◆ DOCUMENT SECTION ◆

'''

There are many paragraph tags, or  < p > tags. Let's read content from one such < p > tag. We can do that using the simple **"." access modifier** as we would have done for a normal member variable of a class.

4. read content from the first < p > tag

In [8]:
#Of all 6 <p>, show only the first <p>
with open("Datasets/datasets/test.html", "r") as fd:
    soup = BeautifulSoup(fd)
    print(type(soup.p))
    print(soup.p)

<class 'bs4.element.Tag'>
<p>Lorem ipsum dolor sit amet, consectetuer adipiscing 
  elit. Aenean commodo ligula eget dolor. Aenean massa 
  <strong>strong</strong>. Cum sociis natoque penatibus 
  et magnis dis parturient montes, nascetur ridiculus 
  mus. Donec quam felis, ultricies nec, pellentesque 
  eu, pretium quis, sem. Nulla consequat massa quis 
  enim. Donec pede justo, fringilla vel, aliquet nec, 
  vulputate eget, arcu. In enim justo, rhoncus ut, 
  imperdiet a, venenatis vitae, justo. Nullam dictum 
  felis eu pede <a class="external ext" href="#">link</a> 
  mollis pretium. Integer tincidunt. Cras dapibus.

'''

◆ INFORMATION GIVEN ◆
'''

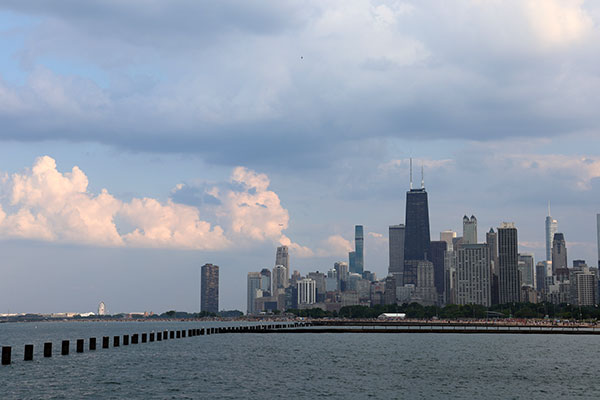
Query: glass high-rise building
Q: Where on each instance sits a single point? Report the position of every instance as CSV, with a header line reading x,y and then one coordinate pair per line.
x,y
209,288
508,264
551,228
358,266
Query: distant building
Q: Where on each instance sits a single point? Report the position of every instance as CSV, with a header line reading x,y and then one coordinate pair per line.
x,y
598,236
438,250
425,293
508,272
417,237
359,256
389,296
265,281
526,269
448,236
470,230
279,279
320,284
551,228
307,291
254,286
559,254
209,288
473,275
282,257
396,252
540,276
491,238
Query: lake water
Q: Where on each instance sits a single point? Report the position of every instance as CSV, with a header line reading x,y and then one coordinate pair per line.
x,y
259,366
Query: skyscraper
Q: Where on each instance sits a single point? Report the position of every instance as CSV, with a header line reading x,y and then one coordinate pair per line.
x,y
508,261
307,291
254,283
359,262
473,275
396,242
598,236
265,281
279,280
417,238
491,238
448,236
283,258
209,288
551,228
469,230
559,253
526,269
438,250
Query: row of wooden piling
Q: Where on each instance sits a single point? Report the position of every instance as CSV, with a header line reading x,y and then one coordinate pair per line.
x,y
145,337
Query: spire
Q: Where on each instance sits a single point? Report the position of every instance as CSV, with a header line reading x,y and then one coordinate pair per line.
x,y
411,173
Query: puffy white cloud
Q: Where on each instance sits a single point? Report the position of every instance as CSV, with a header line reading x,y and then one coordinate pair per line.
x,y
170,225
43,203
558,22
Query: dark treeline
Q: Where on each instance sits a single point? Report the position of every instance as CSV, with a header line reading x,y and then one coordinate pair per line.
x,y
453,311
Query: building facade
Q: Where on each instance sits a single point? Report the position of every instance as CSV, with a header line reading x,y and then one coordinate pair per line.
x,y
473,281
254,284
469,230
209,288
396,252
508,261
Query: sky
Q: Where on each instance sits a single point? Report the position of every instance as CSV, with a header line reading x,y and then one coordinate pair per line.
x,y
140,140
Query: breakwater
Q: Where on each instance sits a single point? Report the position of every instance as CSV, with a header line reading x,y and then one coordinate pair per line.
x,y
90,345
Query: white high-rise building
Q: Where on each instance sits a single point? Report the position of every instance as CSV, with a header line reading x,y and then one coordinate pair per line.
x,y
551,228
469,230
283,258
447,236
526,269
254,283
598,236
473,280
307,291
101,308
279,279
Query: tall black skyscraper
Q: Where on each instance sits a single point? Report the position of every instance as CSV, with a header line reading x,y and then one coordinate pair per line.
x,y
209,288
508,260
417,240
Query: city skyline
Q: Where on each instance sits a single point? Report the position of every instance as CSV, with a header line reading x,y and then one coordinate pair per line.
x,y
280,125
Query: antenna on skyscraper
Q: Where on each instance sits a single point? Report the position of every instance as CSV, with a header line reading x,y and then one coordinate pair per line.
x,y
411,173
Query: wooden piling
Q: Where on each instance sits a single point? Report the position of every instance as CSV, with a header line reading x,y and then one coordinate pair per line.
x,y
48,349
28,353
6,350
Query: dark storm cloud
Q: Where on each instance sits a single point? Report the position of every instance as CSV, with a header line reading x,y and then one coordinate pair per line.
x,y
287,83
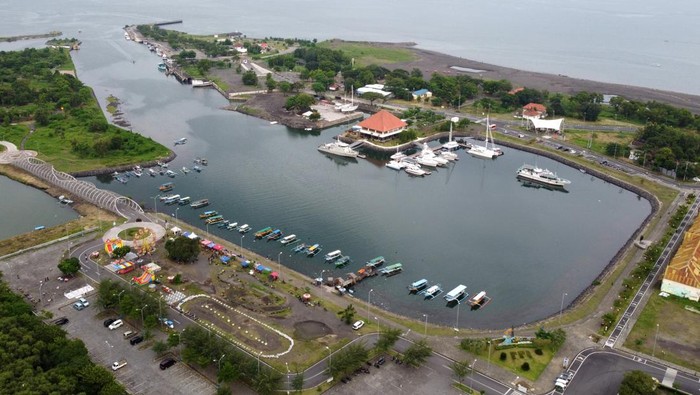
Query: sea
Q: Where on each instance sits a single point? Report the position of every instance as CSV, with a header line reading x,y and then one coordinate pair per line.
x,y
532,250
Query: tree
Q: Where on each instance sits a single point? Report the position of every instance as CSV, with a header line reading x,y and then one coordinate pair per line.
x,y
637,383
348,314
460,369
182,249
120,252
250,78
69,266
417,354
387,339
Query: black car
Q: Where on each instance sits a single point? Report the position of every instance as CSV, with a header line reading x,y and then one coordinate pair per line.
x,y
108,322
166,363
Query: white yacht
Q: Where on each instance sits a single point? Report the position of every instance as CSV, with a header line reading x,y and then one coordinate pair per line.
x,y
541,176
338,148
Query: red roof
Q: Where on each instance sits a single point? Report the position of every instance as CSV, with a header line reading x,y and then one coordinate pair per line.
x,y
382,122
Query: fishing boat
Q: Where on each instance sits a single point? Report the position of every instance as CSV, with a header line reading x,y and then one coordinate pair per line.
x,y
433,291
208,214
418,285
375,262
214,219
391,270
200,203
299,248
342,261
313,250
275,235
456,294
263,232
288,239
333,255
540,176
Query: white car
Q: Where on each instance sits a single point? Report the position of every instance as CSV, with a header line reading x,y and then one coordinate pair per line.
x,y
116,324
357,325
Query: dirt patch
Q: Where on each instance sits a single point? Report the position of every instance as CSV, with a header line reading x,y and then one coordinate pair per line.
x,y
310,330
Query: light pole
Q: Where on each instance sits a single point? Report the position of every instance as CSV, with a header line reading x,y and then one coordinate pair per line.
x,y
653,351
561,307
369,302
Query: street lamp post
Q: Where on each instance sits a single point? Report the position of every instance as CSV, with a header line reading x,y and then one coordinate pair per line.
x,y
653,350
369,300
561,307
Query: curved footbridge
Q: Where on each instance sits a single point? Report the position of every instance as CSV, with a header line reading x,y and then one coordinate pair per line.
x,y
87,191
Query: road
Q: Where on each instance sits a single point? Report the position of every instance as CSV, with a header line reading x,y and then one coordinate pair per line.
x,y
601,372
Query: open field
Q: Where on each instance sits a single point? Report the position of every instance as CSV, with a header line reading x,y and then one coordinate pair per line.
x,y
674,329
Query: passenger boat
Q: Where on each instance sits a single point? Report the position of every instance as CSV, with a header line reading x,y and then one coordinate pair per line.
x,y
342,261
299,248
418,285
375,262
391,270
288,239
433,291
263,232
456,294
214,219
275,235
208,214
313,250
333,255
540,176
200,203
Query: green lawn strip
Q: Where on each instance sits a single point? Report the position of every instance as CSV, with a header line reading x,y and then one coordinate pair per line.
x,y
366,54
674,322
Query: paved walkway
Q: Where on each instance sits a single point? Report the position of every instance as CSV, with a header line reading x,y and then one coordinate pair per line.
x,y
12,154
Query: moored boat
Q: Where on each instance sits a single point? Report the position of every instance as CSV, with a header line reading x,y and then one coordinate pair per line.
x,y
200,203
391,270
418,285
288,239
375,262
457,293
208,214
263,232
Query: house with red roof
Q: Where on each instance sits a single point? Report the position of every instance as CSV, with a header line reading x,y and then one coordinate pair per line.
x,y
381,125
534,110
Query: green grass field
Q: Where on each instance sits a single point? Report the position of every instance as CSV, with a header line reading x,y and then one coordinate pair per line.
x,y
366,54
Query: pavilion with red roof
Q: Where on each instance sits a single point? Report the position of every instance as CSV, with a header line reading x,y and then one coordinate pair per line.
x,y
382,125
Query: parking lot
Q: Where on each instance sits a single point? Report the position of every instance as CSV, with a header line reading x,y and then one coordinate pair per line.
x,y
142,374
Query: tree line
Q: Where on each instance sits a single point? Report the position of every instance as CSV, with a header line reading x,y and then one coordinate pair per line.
x,y
38,358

'''

◆ WHAT THE TASK REQUIRES ◆
Change every "fd" to "html_file" in the BeautifulSoup tutorial from "4. read content" to "print(type(soup.p))", and write out that stretch again.

◆ ANSWER TO THE PROBLEM ◆
4. read content from the first < p > tag

In [8]:
#Of all 6 <p>, show only the first <p>
with open("Datasets/datasets/test.html", "r") as html_file:
    soup = BeautifulSoup(html_file)
    print(type(soup.p))